» Tareas requeridas:
1. Enumera las clases de personas que, según el texto sobre la fortaleza, se ven entre los mártires.
2. Prosigue el texto sobre la fortaleza a partir de su última oración.
===== Extracto de página
Creo, mi estimado amigo, que las observaciones que acabo de emitir son bastantes para que se distinga el valor de la fortaleza, y para que resalte cuán diversas cosas son el acometer intrépido un peligro, por inminente que se ofrezca, y el sufrir con inalterable calma los mayores tormentos, marchando sereno a una muerte segura, inevitable, erizada de los padecimientos más atroces. En el primer caso, vemos unas pasiones contra otras, vemos el ánimo sostenido por mil motivos que le impulsan, y que, al mismo tiempo, le distraen de lo que pudiera apartarle de dar cima a la empresa. Padecimientos, o no los hay, o son muy breves, o compensados con alternativas o esperanzas de recreo, de placeres, de gloria. En el segundo, vemos la razón y la voluntad luchando con todas las pasiones, vemos al hombre superior en oposición con el hombre inferior: aquél, pertrechado con la idea del deber, con la esperanza de un grande objeto; éste, con todos los atractivos, todas las amenazas, todos los temores, todas las vicisitudes que se agitan en esa región tempestuosa que, no sabiendo cómo apellidarla, le damos el nombre de corazón.

No intento decir con esto que no pueda hallarse, en el orden puramente natural, un desprendimiento asombroso, ni que en todos los actos que denominamos heroicos deba suponerse una gracia sobrenatural; semejante asistencia no la tuvieron ciertamente los gentiles, ni tantos otros héroes pertenecientes a falsas sectas; sin embargo, encontramos en ellos rasgos sorprendentes que nos entusiasman y admiran. Régulo volviendo a Cartago después de haber dado un consejo que le había de costar la vida, Scévola con la mano en el brasero, y otros rasgos que nos ofrece la historia antigua, son, en verdad, indicios evidentes de lo que puede ejecutar el hombre abandonado a sus fuerzas naturales; pero no destruyen el argumento que nosotros sacamos de nuestros mártires. Los héroes de que estamos hablando, son muy contados; los nuestros son innumerables; los héroes eran, por lo común, hombres formados, endurecidos con los trabajos de la guerra, agrandado su espíritu con la intervención en los negocios públicos, ávidos de gloria, colocados en circunstancias críticas, en que el peligro de la patria daba vuelo a su entusiasmo y energía a su denuedo; entre los mártires se ven ancianos, mujeres, niños, hombres de las condiciones más humildes, que no habían ocupado jamás puestos distinguidos, y que, por tanto, no habían podido adquirir aquel fiero orgullo que, siendo una de las pasiones más poderosas de nuestro corazón, nos comunica a veces una firmeza de que sin él no fuéramos capaces.
==========
===== Datos proporcionados
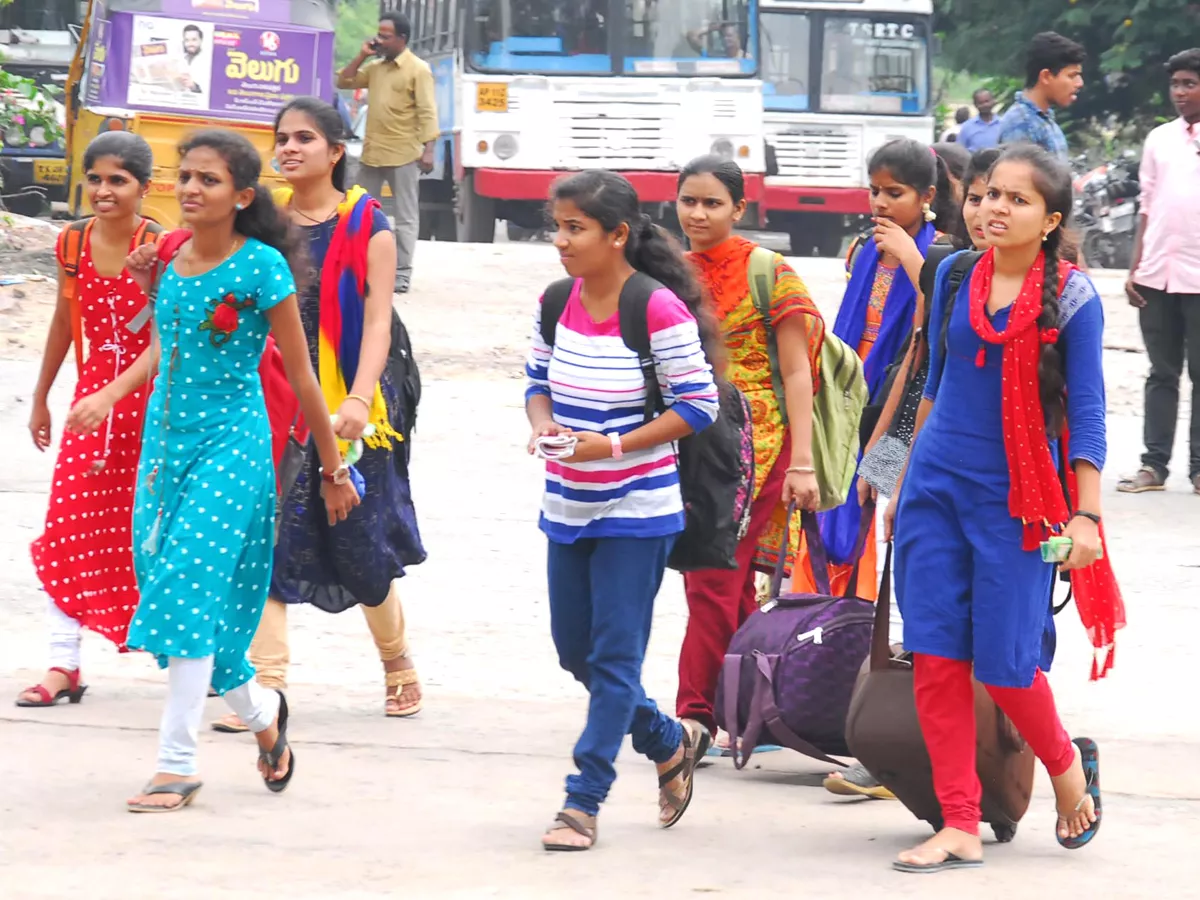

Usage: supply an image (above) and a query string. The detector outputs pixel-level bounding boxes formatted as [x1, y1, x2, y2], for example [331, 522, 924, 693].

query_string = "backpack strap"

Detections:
==========
» Problemas resueltos:
1.
- Ancianos
- Mujeres
- Niños
- Hombres de las condiciones más humildes

2.
Para formarnos idea del mérito de los mártires, acerquémonos a uno de aquellos ilustres presos, tan desgraciados a los ojos del mundo, tan felices en Jesucristo. Su nombre no se sabe, su categoría es obscura; ¿por qué se halla detenido? Porque cree que un Hombre que murió ajusticiado en la Palestina, es Hijo de Dios, y verdadero Dios, que tomó nuestra naturaleza para satisfacer por nuestras deudas a la justicia del Eterno Padre. ¿Qué vemos en su alrededor? El desprecio, o la compasión, o el odio de cuantos le contemplan; unos le miran como insensato, otros le califican de fanático, éstos le apellidan iluso, aquéllos le achacan los más feos crímenes. Ni un rayo de gloria mundana, ni un consuelo sobre la tierra. No busquéis en su situación nada que pueda confortarle, haciendo que su naturaleza obre por reacción contra los males que le abruman. Todas sus pasiones se hallan amortiguadas con el abatimiento y postración a que está reducido el cuerpo; y, si el orgullo quisiese levantar su frente, nada ve en torno de sí que pueda halagarle ni sostenerle. ¿Qué semejanza se encuentra entre el héroe de la religión y los héroes del mundo?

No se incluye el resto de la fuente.